### [REQUIRED ACTIONS]
a – Answer from the case note below:
(i) What is the full citation given for the case?
(ii) How long after the cross-examinations on the motion affidavits did the separate cross-examinations on the application affidavits take place?
(iii) What did the motion before Master MacLeod concern?
b – From the entries below, copy out every line from the line with "Where can you spot the man's arm?" to the line with "Query: woman's face", including both of those lines.

### [SELECTED PASSAGE]
● ● ● ●

Master Calum MacLeod released a decision recently that has some useful practice tips about cross-examinations on affidavits.
The case is Dumais v Hobbs, 2015 ONSC 5643 (CanLII). Without getting into detail about the facts, there was an action and an application that both arose out of the acquisition of a business. Numerous entities, including a law firm, were involved as litigants.
A motion was brought for the consolidation of the action and the application and evidence was filed in relation to that motion. The parties then undertook cross-examinations on affidavits pertaining to the motion and, a month later, separate cross-examinations on the affidavits that had been filed on the application itself. The motion that Master MacLeod was dealing with here had to do with the applicant’s refusal to answer certain questions on both cross-examinations.
Master MacLeod was very dismayed by what were apparently lengthy and rancorous exchanges among counsel, on the record, in the course of the cross-examinations. (He was too discreet to identify the offenders.) The Master was of the view that there were several misconceptions about the cross-examination process that had led to these exchanges and his reasons sought, in part, to clear those up, both for the lawyers in that case and for the profession generally.

● ● ● ●

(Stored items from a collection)
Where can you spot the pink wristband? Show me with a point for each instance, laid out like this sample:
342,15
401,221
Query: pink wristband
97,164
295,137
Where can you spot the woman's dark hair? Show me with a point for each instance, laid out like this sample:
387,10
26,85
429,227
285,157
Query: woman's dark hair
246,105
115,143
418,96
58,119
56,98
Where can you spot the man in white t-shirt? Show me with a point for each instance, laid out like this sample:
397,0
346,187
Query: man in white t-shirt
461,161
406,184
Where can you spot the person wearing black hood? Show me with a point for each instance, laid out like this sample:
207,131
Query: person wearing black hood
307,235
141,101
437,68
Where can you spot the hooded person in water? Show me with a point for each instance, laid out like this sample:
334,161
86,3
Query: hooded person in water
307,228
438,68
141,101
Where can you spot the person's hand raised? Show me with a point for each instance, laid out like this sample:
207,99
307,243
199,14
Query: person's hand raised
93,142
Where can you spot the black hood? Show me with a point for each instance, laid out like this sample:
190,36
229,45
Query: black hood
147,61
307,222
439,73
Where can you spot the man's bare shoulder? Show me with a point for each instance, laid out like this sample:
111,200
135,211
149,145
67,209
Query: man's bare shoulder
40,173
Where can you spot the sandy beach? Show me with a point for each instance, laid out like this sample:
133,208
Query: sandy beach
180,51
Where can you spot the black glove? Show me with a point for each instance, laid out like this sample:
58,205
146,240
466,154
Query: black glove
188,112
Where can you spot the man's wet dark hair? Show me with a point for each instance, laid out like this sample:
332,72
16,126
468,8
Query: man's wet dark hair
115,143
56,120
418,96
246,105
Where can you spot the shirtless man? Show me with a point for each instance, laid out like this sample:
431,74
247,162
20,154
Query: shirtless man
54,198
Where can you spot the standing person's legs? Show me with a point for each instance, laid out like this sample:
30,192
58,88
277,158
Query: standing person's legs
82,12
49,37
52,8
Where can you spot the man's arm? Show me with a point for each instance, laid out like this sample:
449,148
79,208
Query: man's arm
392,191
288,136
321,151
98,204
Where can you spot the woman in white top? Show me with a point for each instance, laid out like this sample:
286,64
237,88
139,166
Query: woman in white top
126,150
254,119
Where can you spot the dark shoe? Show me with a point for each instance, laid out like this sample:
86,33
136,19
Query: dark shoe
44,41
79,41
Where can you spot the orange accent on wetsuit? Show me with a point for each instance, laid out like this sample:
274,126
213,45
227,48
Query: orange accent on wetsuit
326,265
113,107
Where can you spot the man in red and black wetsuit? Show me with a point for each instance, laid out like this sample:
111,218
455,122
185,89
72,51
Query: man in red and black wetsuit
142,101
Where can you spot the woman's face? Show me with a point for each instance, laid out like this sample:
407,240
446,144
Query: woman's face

● ● ● ●

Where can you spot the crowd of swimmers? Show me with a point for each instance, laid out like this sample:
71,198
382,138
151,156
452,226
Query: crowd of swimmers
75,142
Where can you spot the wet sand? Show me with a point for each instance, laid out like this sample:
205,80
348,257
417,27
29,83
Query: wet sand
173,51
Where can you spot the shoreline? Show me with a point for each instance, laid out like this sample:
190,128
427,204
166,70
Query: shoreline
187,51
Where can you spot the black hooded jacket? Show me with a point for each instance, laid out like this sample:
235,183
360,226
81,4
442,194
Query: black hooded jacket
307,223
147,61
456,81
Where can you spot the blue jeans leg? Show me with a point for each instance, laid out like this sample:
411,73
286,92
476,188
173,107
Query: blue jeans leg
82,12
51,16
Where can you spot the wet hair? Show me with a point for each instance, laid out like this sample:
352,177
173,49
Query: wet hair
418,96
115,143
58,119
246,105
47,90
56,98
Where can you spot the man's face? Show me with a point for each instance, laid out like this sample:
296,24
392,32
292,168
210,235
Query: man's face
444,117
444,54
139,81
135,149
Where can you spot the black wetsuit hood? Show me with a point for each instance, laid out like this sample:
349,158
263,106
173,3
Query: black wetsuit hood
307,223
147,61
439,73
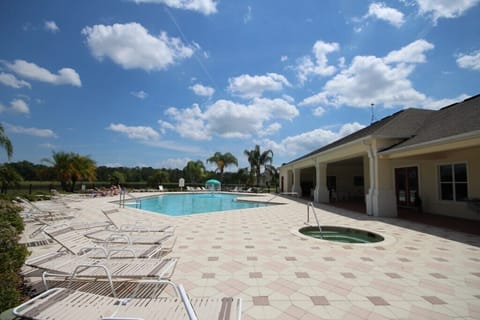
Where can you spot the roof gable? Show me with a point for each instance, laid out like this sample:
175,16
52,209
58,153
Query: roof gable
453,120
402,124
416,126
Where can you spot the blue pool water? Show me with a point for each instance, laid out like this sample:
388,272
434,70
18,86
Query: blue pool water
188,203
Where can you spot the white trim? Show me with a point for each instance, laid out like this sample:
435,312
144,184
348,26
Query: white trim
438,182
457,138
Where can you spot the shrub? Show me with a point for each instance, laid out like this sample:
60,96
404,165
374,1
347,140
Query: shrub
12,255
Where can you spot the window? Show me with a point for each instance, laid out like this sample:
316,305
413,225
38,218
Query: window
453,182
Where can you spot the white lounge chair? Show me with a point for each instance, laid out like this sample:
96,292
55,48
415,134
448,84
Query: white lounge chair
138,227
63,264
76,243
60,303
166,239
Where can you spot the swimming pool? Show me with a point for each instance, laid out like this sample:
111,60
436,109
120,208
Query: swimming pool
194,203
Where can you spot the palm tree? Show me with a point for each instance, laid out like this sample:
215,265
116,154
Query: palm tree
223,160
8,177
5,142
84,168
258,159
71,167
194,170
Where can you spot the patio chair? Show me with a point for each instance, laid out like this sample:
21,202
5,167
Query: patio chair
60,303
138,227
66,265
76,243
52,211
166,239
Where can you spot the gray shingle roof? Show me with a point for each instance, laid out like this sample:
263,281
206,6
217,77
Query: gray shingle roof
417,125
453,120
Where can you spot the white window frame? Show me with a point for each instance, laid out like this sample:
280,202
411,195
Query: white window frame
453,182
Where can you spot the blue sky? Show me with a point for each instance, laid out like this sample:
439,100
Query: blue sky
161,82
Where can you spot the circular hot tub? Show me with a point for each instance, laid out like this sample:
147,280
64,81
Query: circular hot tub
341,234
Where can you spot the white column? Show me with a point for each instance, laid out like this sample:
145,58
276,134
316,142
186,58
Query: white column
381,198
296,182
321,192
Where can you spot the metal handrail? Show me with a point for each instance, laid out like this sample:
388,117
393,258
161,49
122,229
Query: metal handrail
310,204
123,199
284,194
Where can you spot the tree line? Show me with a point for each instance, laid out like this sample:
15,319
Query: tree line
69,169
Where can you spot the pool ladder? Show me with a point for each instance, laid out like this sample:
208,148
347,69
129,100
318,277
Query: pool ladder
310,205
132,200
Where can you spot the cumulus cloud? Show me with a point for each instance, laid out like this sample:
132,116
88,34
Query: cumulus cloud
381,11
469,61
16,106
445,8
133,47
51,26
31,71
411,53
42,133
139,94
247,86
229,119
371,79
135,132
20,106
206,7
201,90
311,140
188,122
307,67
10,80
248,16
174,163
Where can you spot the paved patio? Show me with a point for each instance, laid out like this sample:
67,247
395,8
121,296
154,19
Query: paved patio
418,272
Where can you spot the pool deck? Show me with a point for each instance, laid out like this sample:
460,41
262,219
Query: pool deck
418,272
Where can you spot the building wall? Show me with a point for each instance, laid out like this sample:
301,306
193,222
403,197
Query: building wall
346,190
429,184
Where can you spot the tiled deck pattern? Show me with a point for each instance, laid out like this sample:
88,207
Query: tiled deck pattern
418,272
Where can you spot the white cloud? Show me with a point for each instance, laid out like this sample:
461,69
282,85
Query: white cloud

● ● ● ●

### [THE REPLIES]
a –
(i) Dumais v Hobbs, 2015 ONSC 5643 (CanLII)
(ii) A month later
(iii) The applicant's refusal to answer certain questions on both cross-examinations

b –
Where can you spot the man's arm? Show me with a point for each instance, laid out like this sample:
449,148
79,208
Query: man's arm
392,191
288,136
321,151
98,204
Where can you spot the woman in white top? Show me with a point for each instance, laid out like this sample:
286,64
237,88
139,166
Query: woman in white top
126,150
254,119
Where can you spot the dark shoe? Show me with a point for each instance, laid out like this sample:
86,33
136,19
Query: dark shoe
44,41
79,41
Where can you spot the orange accent on wetsuit? Show me with a point for each instance, laid out like this sample:
274,126
213,45
227,48
Query: orange accent on wetsuit
326,265
113,107
Where can you spot the man in red and black wetsuit? Show me with a point for each instance, laid out like this sample:
111,218
455,122
185,89
72,51
Query: man in red and black wetsuit
142,101
Where can you spot the woman's face? Show me with a point for each instance, laid out like this sample:
407,240
446,144
Query: woman's face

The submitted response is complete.